*EXERCISE TASK*.
The listing below must be repeated word for word, with its images excluded.

Entries from a pointing dataset:

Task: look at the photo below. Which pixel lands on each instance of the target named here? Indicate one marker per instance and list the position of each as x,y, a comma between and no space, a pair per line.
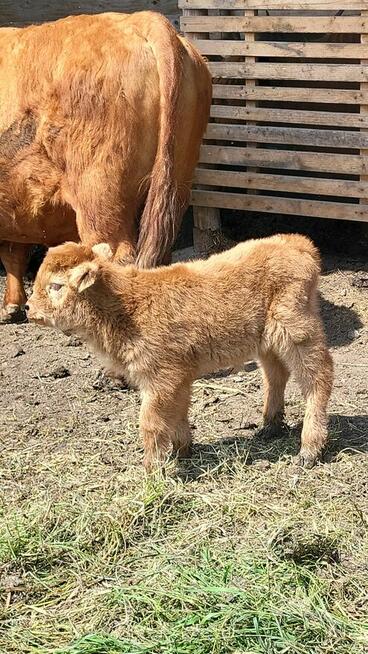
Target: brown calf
163,328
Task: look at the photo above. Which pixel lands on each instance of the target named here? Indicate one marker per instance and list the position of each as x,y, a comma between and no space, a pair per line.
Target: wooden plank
270,204
285,159
310,5
282,49
285,94
299,72
331,118
364,107
283,24
24,12
287,135
282,183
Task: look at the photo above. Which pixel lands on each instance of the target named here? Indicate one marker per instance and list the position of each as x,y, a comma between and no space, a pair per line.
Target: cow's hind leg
275,377
14,257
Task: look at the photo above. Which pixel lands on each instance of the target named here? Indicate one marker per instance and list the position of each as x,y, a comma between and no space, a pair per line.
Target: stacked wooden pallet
289,121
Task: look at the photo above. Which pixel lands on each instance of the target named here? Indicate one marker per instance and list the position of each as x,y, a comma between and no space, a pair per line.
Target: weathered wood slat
312,208
282,183
307,72
283,24
285,159
364,107
285,94
310,5
24,12
287,135
289,116
281,49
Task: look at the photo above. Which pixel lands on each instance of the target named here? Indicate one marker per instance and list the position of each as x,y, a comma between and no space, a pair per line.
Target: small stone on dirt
60,373
249,367
18,351
73,341
360,280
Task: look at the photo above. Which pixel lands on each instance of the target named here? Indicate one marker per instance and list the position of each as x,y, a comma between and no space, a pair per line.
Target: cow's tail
162,211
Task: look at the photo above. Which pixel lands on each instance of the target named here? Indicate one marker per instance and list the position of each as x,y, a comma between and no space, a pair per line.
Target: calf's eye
55,287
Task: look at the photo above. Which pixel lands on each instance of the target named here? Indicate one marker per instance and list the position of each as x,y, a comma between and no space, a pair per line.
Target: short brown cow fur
163,328
101,120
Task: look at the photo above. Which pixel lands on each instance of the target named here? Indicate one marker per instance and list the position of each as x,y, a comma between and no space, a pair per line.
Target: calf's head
61,292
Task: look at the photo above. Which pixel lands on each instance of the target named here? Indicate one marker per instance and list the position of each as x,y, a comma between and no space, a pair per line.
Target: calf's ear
102,250
84,275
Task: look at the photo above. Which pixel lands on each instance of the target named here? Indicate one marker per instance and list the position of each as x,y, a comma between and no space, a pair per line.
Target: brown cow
101,119
163,328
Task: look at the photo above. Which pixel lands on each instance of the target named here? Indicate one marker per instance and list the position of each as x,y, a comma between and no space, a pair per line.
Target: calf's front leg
164,424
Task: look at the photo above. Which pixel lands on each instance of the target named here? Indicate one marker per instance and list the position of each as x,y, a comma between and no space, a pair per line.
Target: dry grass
217,557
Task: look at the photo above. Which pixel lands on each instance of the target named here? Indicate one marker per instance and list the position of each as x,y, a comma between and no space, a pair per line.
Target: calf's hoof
183,451
272,430
12,313
306,459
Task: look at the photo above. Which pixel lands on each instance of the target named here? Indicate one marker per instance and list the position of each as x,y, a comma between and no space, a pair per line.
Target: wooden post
250,83
206,219
364,107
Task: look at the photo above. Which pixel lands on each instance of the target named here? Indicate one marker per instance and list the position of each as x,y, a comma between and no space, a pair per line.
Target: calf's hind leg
14,257
312,367
164,422
275,377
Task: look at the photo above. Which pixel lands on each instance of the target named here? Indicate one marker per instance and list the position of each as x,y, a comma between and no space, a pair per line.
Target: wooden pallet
289,121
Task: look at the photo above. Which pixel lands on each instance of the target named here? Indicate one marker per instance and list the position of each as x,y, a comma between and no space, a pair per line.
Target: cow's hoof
12,313
306,459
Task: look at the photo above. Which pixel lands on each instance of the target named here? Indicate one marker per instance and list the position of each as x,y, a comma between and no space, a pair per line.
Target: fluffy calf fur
164,327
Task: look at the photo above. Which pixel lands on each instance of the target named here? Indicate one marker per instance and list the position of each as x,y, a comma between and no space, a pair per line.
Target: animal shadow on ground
339,322
346,434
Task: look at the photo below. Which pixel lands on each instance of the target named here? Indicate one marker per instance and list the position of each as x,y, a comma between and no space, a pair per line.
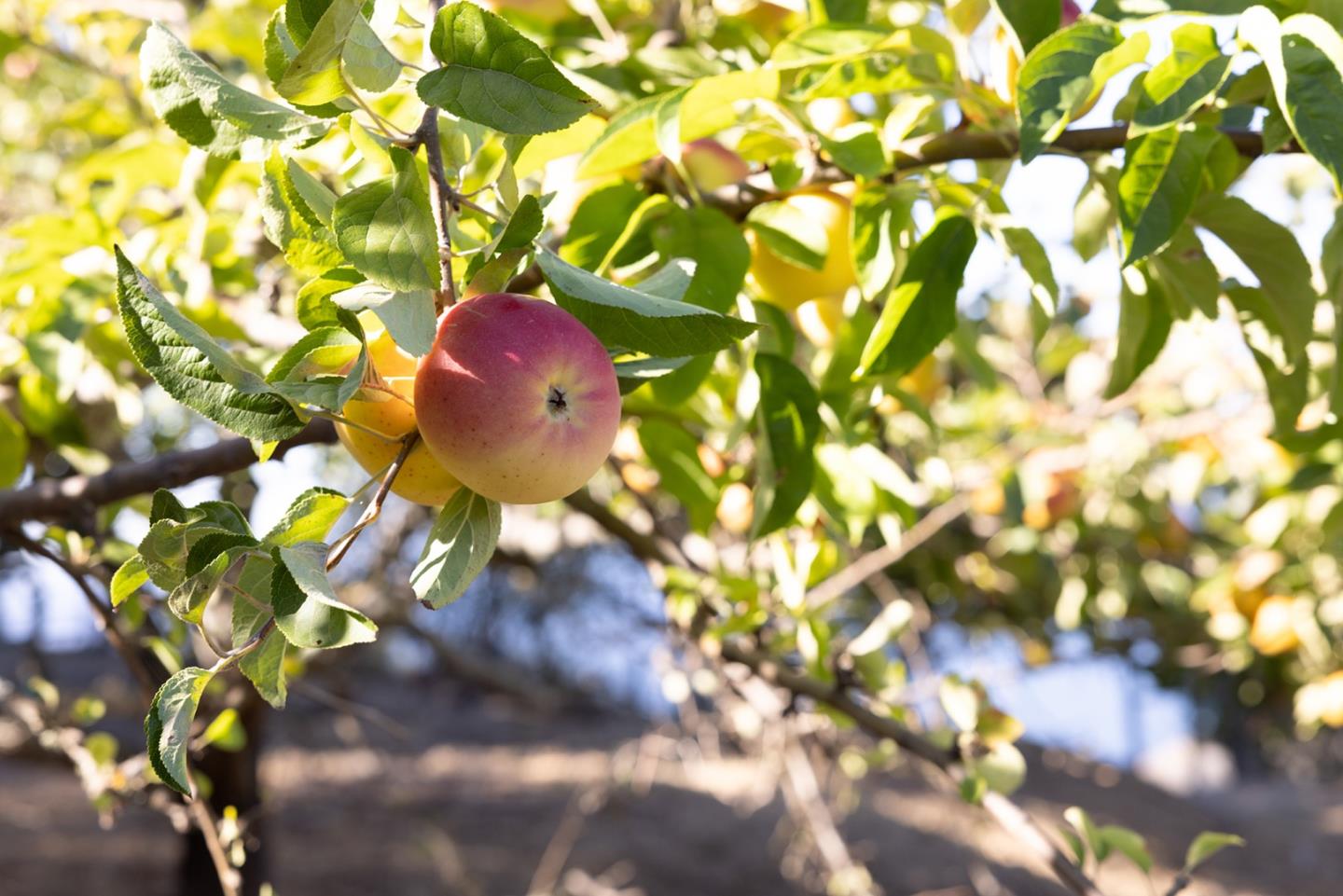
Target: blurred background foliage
1162,526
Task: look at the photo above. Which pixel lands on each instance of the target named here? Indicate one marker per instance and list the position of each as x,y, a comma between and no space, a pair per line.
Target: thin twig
876,560
63,499
441,200
341,545
228,876
106,621
1002,809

*TASK RESPONSE*.
Task: look at the photo below. Which pixel lands on each instance of the target named here? Indicate one marker per instance and list the position of each as x,y, a comma between and no space, a pair per line.
Target: brown calf
163,328
Task: look at the photo above. Which pixel lands on each instance of the target named here? Indicate one marker per instance and list the position of each as x,y, a comma between and no space, a pair per line.
Target: wooden plank
270,204
285,159
310,5
282,49
285,94
299,72
331,118
364,107
283,24
24,12
287,135
282,183
Task: look at the photo above. Which pixel lands on each instance of the target named here? Indicate one marker per instance and list the position of each as x,y, a comma between and no space, a pair per line.
Target: cow's hind leg
275,377
14,257
Task: look at the photo above. Which pixel lands on each instance of the target named here? Indicate one marker per instance and list the position of each as x,y, a comma between and no space, a pair per line.
Target: stacked wooden pallet
289,121
Task: look at the photo above. Which pixel lands on each instance of the target named here? Indicate one marker per instance and list the position of each as x,y, a comma between and no space, a pair per line.
Target: weathered wood slat
312,208
282,183
307,72
283,24
285,159
364,107
285,94
310,5
24,12
287,135
289,116
281,49
Task: look at the photo above. Which pixel lands on each instance of the target named here? Indicate one marker per instance and list the position of each as x,y, a comma between and no space, a pair per line.
Target: small stone on dirt
60,373
249,367
18,351
73,341
360,280
Task: look at the photo above. Which pixel lands on each instance of the target named here? Indicate one marker per instance and list the position of each as x,y, a comma between and no space, a pair per line.
Target: cow's tail
162,211
Task: look at the photo above. Which pixel lands on each instance of the target named here? Indicate one marker per instance and list the position of each as x,y, a comma between and no space, a pair per line.
Target: calf's eye
55,287
Task: look at the photo above. Which pixel lands on each instance of the target named here? Indicate one marker per instance and list the position of each as x,y, a comma between and no space, a pair per line.
Target: short brown cow fur
163,328
101,120
Task: look at the photo above. Which pixel lands on each instance of the target named here? Indicate one marker per instance and list the position of each as x,y, a comma between and no space, a pair per line.
Target: calf's head
61,292
Task: look at the photo above. Which pixel lands on each instance of the target named here? Indicate one marker per instance and list the position of each as x,y, a comma between and no space, a pair per line.
Target: calf's ear
102,250
84,275
Task: look at the photo above. Which pixel lands on each instance of the target named here? Indicate one marker per instance and list the position of each as x,y, a comma between and no space, a pair per line.
Target: brown cow
101,119
163,328
Task: look at the photo above. Which pixel lands on each instance of the target named here? Indicate one marker per instance and list the position of each as x,y, a comma between and no space, a pair per line.
Target: calf's front leg
164,424
Task: look at the photo above. Which pixel lands on each instance of the target named here? Indicate one marker per instance and list the position of each as x,y, a comma between and no space, a pair per line.
Target: dry grass
217,557
Task: look at the photo above. Which pixel lands on each instance of the target named here? Indicate one marker per instance and list the position of each as x,y, a comma between and no space, a pair per line.
Target: calf's hoof
183,451
272,430
12,313
306,459
Task: look at the photo above. Which pixel lands on each instance of the target named here? Indicate one marker per instance and list the position of each as x,y, a comma between and no space, a pair per line.
Target: wooden post
250,83
206,219
364,107
Task: look at the photo above. Which pixel lands on each instance of the target named here? Indicate one marker per instance and list the position of each as x,y, a comma between and no space, a pair per line.
Target: calf's hind leg
14,257
312,367
164,422
275,377
Task: look at the photo above. Which pixel lands on each instance of the target named here? Indicate one marker per instance and list the position of each as x,y, a comma between and no space, a pair per line.
Target: wooden pallet
289,121
Task: look at the photo above. Which pixel lands on each instance of the target named here? Indicate one marker per instance and list the position of each as x,y, a comma between and no space, a pair per line.
Target: cow's hoof
12,313
306,459
Task: look at the photo above. Which pixel lands on each instance of the target named here? Indicate one marker per instance and list the position of each as x,y, a comma between and no space, a pair per line.
Target: fluffy calf fur
164,327
Task: look at the photo above. Which pixel lands on each instance of the target named here? Indicate one marker per instance and list the position of each as x,y, a comma between and no space, a pair per line.
Target: animal shadow on ground
339,322
346,434
Task: look at the photo below. Which pixel lands on each instance of the target named here? Indicate one marker per instance and list the position of each as x,y, a comma between and no space, a pair per line.
Target: blurred background foliage
1162,526
Task: look at the photo above. Which pixel lands on each instance of the target named here? Indicate one marker per instance and list the position of each as x,y, a comma between and no space, a pair per line.
Target: thin twig
876,560
63,499
441,200
341,545
228,876
106,621
1002,809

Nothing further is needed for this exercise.